• **Data lines**:

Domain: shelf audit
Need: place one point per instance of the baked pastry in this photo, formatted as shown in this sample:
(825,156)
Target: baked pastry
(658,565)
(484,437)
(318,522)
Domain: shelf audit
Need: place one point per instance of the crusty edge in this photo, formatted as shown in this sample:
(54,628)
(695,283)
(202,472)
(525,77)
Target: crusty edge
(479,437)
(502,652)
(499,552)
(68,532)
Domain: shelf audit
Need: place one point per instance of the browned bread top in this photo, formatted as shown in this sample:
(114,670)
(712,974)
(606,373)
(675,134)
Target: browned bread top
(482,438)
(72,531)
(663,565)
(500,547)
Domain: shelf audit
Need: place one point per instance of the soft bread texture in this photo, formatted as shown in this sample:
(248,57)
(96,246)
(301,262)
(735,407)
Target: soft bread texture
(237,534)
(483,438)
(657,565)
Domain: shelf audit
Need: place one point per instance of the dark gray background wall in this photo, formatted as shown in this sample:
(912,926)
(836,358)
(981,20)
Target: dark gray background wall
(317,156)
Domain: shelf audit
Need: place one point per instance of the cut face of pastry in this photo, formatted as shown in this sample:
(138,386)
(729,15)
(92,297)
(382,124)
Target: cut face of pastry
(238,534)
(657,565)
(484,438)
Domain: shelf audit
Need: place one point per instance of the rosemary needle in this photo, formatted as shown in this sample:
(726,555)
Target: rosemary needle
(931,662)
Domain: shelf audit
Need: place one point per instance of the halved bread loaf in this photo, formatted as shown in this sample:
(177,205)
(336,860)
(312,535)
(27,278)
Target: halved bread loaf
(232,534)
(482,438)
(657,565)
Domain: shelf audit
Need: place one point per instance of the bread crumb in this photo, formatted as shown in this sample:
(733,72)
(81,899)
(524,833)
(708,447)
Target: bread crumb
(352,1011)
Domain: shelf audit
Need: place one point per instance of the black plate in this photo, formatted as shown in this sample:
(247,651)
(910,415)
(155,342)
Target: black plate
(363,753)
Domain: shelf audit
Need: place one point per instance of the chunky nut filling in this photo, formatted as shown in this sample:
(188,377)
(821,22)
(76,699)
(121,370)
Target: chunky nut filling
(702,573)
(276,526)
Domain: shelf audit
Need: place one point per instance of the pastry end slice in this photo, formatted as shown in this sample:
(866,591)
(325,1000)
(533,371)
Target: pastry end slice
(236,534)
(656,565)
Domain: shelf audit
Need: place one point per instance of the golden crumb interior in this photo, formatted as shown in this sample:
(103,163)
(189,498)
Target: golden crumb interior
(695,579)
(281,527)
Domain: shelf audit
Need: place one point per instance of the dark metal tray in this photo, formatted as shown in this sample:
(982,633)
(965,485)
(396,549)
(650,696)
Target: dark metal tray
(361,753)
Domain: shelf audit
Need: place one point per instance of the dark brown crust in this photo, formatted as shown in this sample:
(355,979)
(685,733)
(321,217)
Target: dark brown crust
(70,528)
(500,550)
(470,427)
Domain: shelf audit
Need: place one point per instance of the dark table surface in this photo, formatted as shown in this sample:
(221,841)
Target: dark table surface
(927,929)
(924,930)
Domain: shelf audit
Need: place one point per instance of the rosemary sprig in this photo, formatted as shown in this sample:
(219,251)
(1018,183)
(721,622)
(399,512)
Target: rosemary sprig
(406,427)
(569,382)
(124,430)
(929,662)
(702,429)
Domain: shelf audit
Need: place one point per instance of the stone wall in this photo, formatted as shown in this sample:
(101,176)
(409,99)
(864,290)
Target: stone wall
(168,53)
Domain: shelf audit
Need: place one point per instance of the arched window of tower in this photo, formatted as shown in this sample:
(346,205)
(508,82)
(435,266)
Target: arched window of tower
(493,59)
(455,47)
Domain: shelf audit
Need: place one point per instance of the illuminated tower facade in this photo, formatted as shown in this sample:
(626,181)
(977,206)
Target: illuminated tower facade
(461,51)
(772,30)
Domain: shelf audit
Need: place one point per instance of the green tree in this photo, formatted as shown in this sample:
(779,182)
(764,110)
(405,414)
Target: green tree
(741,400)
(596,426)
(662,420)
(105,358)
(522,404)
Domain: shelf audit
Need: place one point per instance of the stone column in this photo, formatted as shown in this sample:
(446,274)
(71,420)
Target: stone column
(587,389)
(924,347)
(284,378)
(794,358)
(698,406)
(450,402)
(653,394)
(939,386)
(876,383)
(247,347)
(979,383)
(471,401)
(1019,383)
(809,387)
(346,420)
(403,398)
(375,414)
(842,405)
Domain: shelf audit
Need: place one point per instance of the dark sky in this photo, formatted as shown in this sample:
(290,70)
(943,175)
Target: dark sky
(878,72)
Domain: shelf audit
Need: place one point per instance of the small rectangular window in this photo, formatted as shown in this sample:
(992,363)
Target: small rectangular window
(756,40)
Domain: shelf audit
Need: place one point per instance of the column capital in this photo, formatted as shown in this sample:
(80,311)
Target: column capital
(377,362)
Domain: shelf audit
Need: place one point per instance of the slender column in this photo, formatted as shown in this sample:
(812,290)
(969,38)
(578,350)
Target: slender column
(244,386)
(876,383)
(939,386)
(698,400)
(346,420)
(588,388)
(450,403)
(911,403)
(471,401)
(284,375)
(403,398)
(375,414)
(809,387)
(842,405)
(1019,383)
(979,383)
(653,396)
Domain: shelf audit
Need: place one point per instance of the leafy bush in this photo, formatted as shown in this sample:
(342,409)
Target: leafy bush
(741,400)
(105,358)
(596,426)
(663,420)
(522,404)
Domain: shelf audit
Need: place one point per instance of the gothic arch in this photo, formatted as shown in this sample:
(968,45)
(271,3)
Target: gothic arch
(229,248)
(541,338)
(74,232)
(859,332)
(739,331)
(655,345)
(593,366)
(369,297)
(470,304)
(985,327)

• **Exercise brief**: Each record must be repeated exactly as it is.

• **Completed task**:
Domain: shelf audit
Need: place one point per instance of the baked pastry in this photo, formatted as shown in this sample:
(825,156)
Target: baked pastry
(658,565)
(484,437)
(318,522)
Domain: shelf audit
Need: place one point per instance of the crusty edge in this photo, formatted as shown in this sample:
(54,628)
(695,283)
(202,472)
(525,77)
Target: crusty edge
(479,437)
(502,652)
(499,552)
(68,532)
Domain: shelf audit
Need: place one point per instance of the browned bread top in this photo, formatted as shown in this sample:
(114,670)
(712,974)
(606,373)
(675,134)
Target: browned bread top
(482,438)
(72,531)
(663,565)
(500,547)
Domain: shelf audit
Need: place one point per instance of the soft bread texture in this photo, formatted as shown in this sample:
(248,57)
(96,246)
(301,262)
(735,407)
Target: soft bread texture
(237,534)
(483,438)
(657,565)
Domain: shelf audit
Need: place one point per instance of the dark gray background wall in this photo, formatted as shown in this sample:
(912,926)
(836,358)
(981,20)
Target: dark gray background wall
(317,156)
Domain: shelf audit
Need: place one point per instance of the cut face of pastry in this photo, formatted as shown in this sample:
(138,386)
(729,15)
(92,297)
(382,124)
Target: cut face of pastry
(238,534)
(657,565)
(484,438)
Domain: shelf audit
Need: place one point per instance of the rosemary needle in this photo, formatted as shown in this sample:
(726,555)
Target: rosemary needle
(931,662)
Domain: shelf audit
Need: place one point per instance of the halved bread loaf in this photo, formatted as shown in this sample:
(177,205)
(336,860)
(312,535)
(27,278)
Target: halved bread loaf
(232,534)
(482,438)
(657,565)
Domain: shelf audit
Need: place one point per instance of the bread crumb in this photo, formatted as shown in this sample:
(733,72)
(81,899)
(524,833)
(708,447)
Target: bread crumb
(352,1011)
Domain: shelf audit
Need: place one point per instance of the black plate in this photo, formatted as shown in this sample:
(247,651)
(910,415)
(155,342)
Target: black plate
(363,753)
Domain: shelf audit
Need: place one point per instance of the chunky nut filling in this photo, formatted as shown in this sample:
(188,377)
(821,22)
(76,699)
(121,370)
Target: chunky nut filling
(702,573)
(276,526)
Domain: shelf audit
Need: place one point per instance of the pastry end slice in this photo, formatted as shown in this sample:
(866,591)
(325,1000)
(533,371)
Target: pastry end slice
(236,534)
(656,565)
Domain: shelf audit
Need: place one point per instance of the golden crumb interior in this photo, formatted as shown in this sample:
(103,163)
(189,498)
Target: golden crumb interior
(695,579)
(281,527)
Domain: shelf audit
Need: place one point per instance of the dark metal tray in this photo, formatted as shown in this sample:
(982,633)
(965,485)
(396,549)
(650,696)
Target: dark metal tray
(361,753)
Domain: shelf audit
Need: place one point per instance of the dark brown crust in this photo, formatted as shown in this sample:
(355,979)
(685,733)
(321,217)
Target: dark brown crust
(70,528)
(500,550)
(470,427)
Domain: shelf audit
Need: place one point per instance of the dark table surface in this photo, formatted as shown in this sample:
(221,841)
Target: dark table surface
(927,929)
(924,930)
Domain: shelf audit
Need: place one point per instance of the rosemary sprig in this photo, formatted as shown in this sample:
(219,251)
(1018,183)
(721,622)
(399,512)
Target: rosemary sprig
(406,427)
(569,382)
(124,430)
(929,662)
(702,429)
Domain: shelf audit
Need: place one point per instance of the stone wall in this photo, formatted as shown in this sample:
(101,176)
(409,99)
(864,290)
Target: stone wall
(168,53)
Domain: shelf audit
Need: place one point per instance of the arched window of tower in this photo, formatted as shown in this sample:
(346,205)
(508,82)
(435,266)
Target: arched window of tower
(493,59)
(455,47)
Domain: shelf audit
Need: place one point per instance of the illuminated tower facade in this photo, formatted as shown in this sample:
(626,181)
(977,206)
Target: illuminated tower facade
(461,51)
(772,30)
Domain: shelf audit
Need: place one point per instance of the green tree in this photo, formatted as shown in this sample:
(779,182)
(764,110)
(405,414)
Target: green tree
(741,400)
(596,426)
(662,420)
(105,358)
(522,404)
Domain: shelf audit
Need: place one point per instance of the stone column in this photo, formatted as shown in this sample:
(446,274)
(71,420)
Target: stone column
(587,389)
(924,347)
(284,378)
(794,358)
(698,406)
(450,402)
(653,394)
(939,386)
(876,383)
(247,347)
(979,383)
(471,401)
(1019,383)
(809,387)
(346,420)
(403,398)
(375,414)
(842,405)
Domain: shelf audit
Need: place one point per instance of the dark sky in this photo, formatted as shown in this sample:
(290,70)
(943,175)
Target: dark sky
(878,72)
Domain: shelf audit
Need: place one point per instance of the small rectangular window in this photo, formatted as shown in this sample:
(992,363)
Target: small rectangular window
(756,40)
Domain: shelf audit
Need: place one point per instance of the column capital in this photo, formatted as shown in this sample:
(80,311)
Target: column capital
(377,362)
Domain: shelf audit
Need: place one point per instance of the slender column in this photo, formatted as shown in this sample:
(812,290)
(969,38)
(578,350)
Target: slender column
(244,386)
(876,383)
(939,386)
(698,400)
(346,420)
(588,388)
(450,403)
(911,403)
(471,401)
(284,375)
(403,398)
(375,414)
(809,387)
(842,405)
(1019,383)
(979,383)
(653,396)
Domain: shelf audit
Need: place one point per instance of the leafy bush in this photo, formatted as shown in this sample:
(342,409)
Target: leafy bush
(741,400)
(105,358)
(596,426)
(663,420)
(522,404)
Domain: shelf audit
Need: place one point per instance of the gothic arch in this photo, formatted as shown in this sample:
(968,45)
(271,3)
Target: gothic arch
(229,248)
(541,338)
(74,232)
(859,332)
(739,331)
(655,345)
(593,366)
(369,297)
(470,304)
(985,327)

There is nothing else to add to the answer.